─── STORED DATA

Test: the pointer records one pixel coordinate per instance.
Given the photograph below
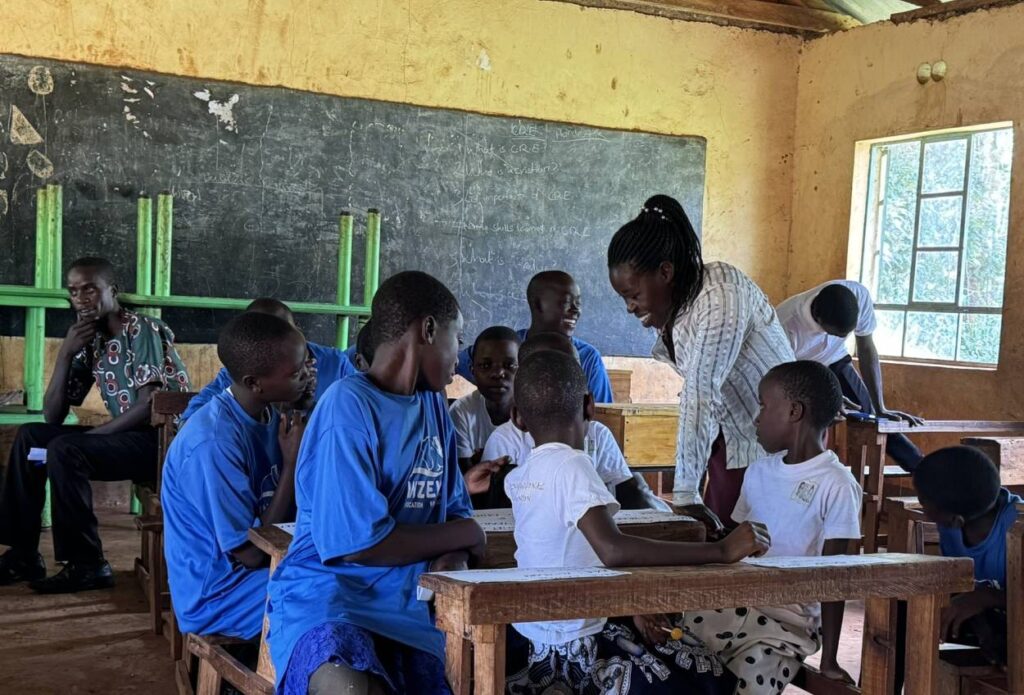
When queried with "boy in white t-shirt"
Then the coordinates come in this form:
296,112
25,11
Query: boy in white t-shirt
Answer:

──────
─── STORED DATA

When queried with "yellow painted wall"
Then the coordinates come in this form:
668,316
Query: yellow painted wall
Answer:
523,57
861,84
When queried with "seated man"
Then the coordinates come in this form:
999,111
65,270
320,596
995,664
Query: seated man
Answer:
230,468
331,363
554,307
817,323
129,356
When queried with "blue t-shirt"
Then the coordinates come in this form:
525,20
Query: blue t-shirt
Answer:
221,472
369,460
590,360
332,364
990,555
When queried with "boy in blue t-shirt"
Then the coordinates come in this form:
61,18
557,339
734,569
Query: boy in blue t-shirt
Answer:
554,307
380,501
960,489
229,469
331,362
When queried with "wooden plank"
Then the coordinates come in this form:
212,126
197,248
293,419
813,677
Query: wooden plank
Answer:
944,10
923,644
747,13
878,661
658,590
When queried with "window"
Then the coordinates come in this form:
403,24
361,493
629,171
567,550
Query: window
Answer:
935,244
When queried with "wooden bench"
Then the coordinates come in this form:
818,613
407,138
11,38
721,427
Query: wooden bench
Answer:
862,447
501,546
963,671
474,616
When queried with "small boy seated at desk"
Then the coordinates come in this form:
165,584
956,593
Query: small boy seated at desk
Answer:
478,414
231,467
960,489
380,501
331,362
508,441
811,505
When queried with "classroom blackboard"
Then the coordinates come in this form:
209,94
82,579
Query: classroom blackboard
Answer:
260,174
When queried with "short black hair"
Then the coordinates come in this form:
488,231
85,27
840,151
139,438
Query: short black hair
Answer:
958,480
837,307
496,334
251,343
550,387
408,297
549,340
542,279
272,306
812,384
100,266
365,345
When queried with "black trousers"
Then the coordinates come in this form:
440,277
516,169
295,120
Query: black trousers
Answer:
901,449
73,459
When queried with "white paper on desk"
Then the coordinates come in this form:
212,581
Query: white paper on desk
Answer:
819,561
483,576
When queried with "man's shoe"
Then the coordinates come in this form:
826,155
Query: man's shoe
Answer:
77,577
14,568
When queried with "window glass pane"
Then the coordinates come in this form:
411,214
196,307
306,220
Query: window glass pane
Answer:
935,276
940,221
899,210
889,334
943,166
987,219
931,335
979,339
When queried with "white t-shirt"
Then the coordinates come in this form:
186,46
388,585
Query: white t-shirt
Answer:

──────

EXERCISE AIM: Collect every line in the records that contains the word "glass", and copy each of those lines out in full.

RESPONSE:
When queried with "window glass pane"
Query: window glass pane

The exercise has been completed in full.